■ Set task: Below are some records; retype all of them exactly.

■ Extracted entries:
↓↓↓
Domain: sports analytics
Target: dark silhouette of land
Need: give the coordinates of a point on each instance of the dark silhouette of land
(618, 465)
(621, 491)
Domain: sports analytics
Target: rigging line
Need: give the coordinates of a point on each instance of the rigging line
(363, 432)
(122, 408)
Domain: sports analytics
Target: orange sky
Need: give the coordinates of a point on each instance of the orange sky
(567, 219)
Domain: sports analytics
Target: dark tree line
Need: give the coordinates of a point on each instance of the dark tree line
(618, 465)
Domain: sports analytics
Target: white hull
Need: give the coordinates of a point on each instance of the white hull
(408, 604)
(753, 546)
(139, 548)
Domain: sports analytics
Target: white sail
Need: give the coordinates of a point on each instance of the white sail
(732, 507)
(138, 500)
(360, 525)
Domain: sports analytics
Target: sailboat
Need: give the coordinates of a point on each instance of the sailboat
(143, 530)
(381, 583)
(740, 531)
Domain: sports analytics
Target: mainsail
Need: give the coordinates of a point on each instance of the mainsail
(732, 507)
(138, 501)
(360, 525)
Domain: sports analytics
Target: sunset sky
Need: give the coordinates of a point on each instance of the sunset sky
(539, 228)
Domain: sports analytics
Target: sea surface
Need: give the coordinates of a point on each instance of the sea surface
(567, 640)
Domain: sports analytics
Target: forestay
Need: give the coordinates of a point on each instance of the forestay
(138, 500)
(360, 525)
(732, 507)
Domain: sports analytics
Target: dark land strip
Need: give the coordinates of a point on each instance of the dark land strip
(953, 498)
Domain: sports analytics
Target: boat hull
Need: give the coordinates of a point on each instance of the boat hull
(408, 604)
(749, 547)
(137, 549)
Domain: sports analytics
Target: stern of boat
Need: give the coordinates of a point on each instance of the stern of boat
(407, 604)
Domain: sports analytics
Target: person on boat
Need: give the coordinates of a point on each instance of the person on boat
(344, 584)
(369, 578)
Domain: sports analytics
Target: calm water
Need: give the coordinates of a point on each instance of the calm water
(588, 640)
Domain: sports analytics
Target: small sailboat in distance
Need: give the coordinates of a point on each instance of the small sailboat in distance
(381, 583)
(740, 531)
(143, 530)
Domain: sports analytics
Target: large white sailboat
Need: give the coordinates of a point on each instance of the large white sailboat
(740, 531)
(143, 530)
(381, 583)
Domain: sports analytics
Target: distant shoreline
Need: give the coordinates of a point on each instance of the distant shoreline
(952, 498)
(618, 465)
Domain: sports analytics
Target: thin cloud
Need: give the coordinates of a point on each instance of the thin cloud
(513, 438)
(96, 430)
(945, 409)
↑↑↑
■ Answer in full:
Domain: sports analytics
Target: dark silhouette of land
Need: give the coordinates of a point on each instance of the dark silhouette of land
(618, 465)
(621, 491)
Domain: sports analytics
Target: rigging line
Need: give the coordinates of a point on each instance of the rigging line
(363, 432)
(122, 408)
Domain: sports analytics
Target: orange sky
Need: give the coordinates of a point on each instance of the orange sky
(567, 219)
Domain: sports analytics
Target: dark tree line
Need: give the coordinates of a point on each instance of the dark tree line
(618, 465)
Domain: sports analytics
Target: white hull
Need: give the coordinates of a point on each instance of the white hull
(408, 604)
(753, 546)
(139, 548)
Domain: sports analytics
Target: white sail
Need: give the coordinates of a point on each instance of the white sail
(732, 507)
(138, 500)
(360, 525)
Domain: sports analytics
Target: sailboat
Need: give the coordinates of a point on each instance of the sailboat
(143, 530)
(381, 583)
(740, 531)
Domain: sports analytics
Target: mainsail
Need: give the coordinates of a point on each instance of the mainsail
(732, 507)
(138, 501)
(360, 525)
Domain: sports analytics
Target: sunset sky
Need: give the coordinates of a point on each instance of the sunset sky
(539, 228)
Domain: sports analytics
Target: sea surface
Need: give the coordinates of a point on each instance of the sea surface
(567, 640)
Domain: sports analytics
Target: forestay
Need: give the coordinates of a point on each instance of the forestay
(138, 500)
(360, 525)
(732, 507)
Domain: sports analytics
Target: dark land strip
Need: give the coordinates of a point on each instance of the dark land strip
(953, 498)
Domain: sports analytics
Target: boat hull
Need: give the coordinates of a point on each instance of the boat hull
(408, 604)
(749, 547)
(137, 549)
Domain: sports analytics
Target: stern of boat
Need: give the coordinates of a point on each instance of the stern of boat
(407, 604)
Domain: sports analytics
Target: person on boat
Need: give the coordinates of a point on each instance of the person on boat
(344, 584)
(369, 578)
Domain: sports analytics
Target: calm water
Need: give the coordinates of a point on each instance of the calm water
(588, 640)
Domain: sports analytics
Target: small sailboat in distance
Need: give the coordinates of a point on each instance of the small sailboat in distance
(381, 583)
(740, 531)
(143, 530)
Domain: sports analytics
Target: large white sailboat
Need: give the coordinates of a point on each instance of the large white sailboat
(740, 531)
(143, 530)
(381, 583)
Domain: sports analytics
Target: distant shoreline
Need: give the coordinates of a point on each instance of the distant shoreline
(952, 498)
(618, 465)
Domain: sports analytics
Target: thin cloud
Need: give the coordinates of a point on each instance of the thin cloud
(513, 438)
(96, 430)
(945, 409)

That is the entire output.